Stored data

..............................

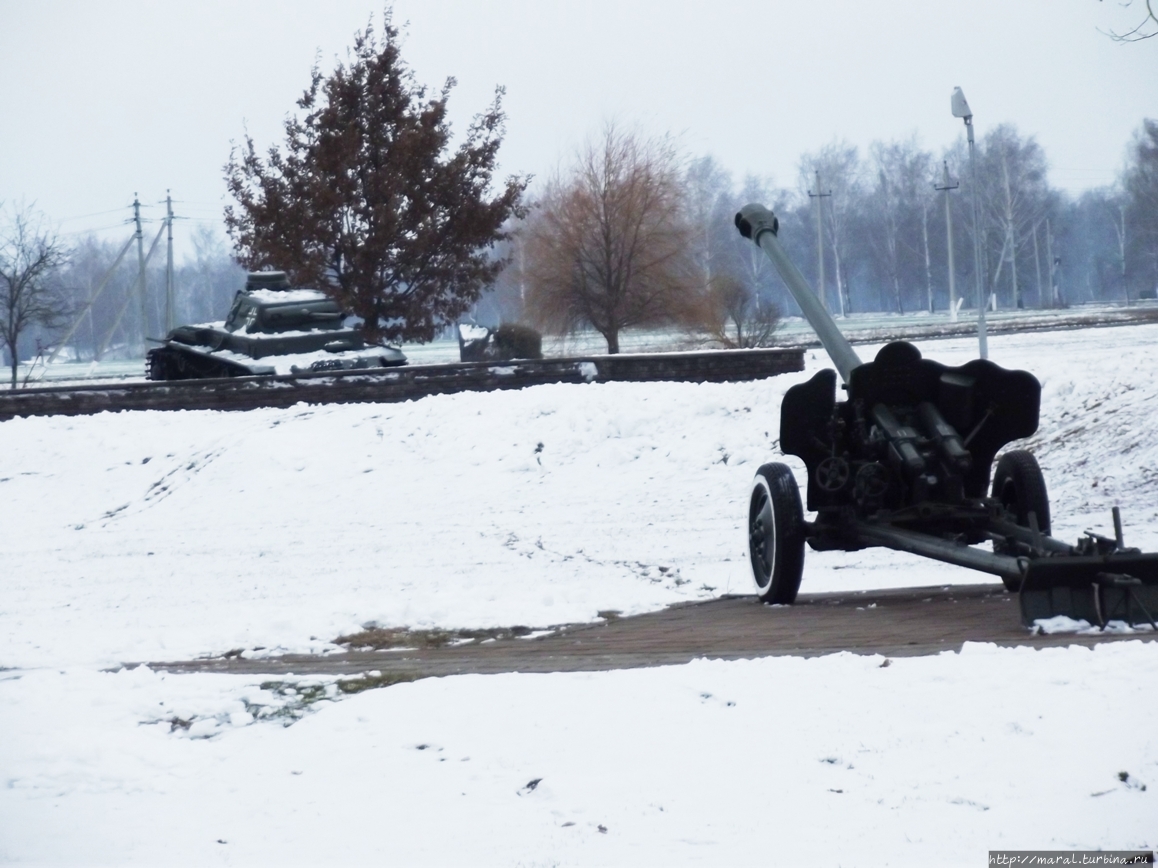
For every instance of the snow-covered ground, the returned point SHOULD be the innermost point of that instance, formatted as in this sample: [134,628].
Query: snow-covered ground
[160,536]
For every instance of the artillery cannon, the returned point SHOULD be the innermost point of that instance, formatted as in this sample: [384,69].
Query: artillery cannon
[904,463]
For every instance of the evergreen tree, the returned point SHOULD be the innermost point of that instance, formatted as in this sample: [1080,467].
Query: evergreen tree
[368,203]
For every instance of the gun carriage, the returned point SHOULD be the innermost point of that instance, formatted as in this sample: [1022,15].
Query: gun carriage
[904,462]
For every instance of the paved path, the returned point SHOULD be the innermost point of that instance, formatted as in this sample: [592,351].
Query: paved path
[894,623]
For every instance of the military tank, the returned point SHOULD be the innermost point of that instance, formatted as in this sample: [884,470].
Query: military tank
[272,328]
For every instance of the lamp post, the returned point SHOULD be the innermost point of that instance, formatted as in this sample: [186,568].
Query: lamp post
[961,110]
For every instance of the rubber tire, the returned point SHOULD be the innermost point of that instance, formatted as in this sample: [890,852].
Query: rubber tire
[776,523]
[1020,487]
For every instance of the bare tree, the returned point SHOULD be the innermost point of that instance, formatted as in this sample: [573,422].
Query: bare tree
[609,245]
[738,317]
[1140,181]
[838,164]
[29,257]
[902,175]
[1144,29]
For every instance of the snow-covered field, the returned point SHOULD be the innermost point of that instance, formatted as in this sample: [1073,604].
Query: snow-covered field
[160,536]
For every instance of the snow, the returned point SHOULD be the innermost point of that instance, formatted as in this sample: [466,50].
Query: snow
[153,536]
[286,296]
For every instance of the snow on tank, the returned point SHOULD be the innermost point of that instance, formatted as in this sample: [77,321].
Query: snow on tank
[271,329]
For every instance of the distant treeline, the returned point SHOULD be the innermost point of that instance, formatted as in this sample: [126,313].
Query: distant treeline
[885,242]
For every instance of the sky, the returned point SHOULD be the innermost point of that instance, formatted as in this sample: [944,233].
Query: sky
[102,101]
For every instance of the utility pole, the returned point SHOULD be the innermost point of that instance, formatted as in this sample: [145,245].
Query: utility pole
[820,242]
[168,265]
[140,272]
[1121,249]
[1011,236]
[948,229]
[1036,263]
[1053,264]
[981,270]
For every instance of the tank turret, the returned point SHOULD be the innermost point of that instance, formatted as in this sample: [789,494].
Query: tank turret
[272,328]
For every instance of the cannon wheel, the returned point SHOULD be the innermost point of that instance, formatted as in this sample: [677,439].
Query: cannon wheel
[776,534]
[1020,487]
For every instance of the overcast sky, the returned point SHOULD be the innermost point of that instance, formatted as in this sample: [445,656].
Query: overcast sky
[104,98]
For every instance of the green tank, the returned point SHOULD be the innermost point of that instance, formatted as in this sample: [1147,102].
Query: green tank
[271,329]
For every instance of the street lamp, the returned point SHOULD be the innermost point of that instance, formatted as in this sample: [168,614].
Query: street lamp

..............................

[GIVEN PROBLEM] Can you render the lines of the items as a JSON list of strings, starting with the line that contains "For every instance of the green" and going on through the end of the items, one string per line with blank lines left out?

[COMPLETE OUTPUT]
[
  "For every instance of the green tank, the returned point SHOULD be the innermost point of that instance, formatted as in this sample: [1147,102].",
  "Query: green tank",
  "[271,329]",
  "For every instance of the street lamp, the returned point SHOULD be the innermost point of that instance, formatted as in this sample: [168,614].",
  "Query: street lamp"
]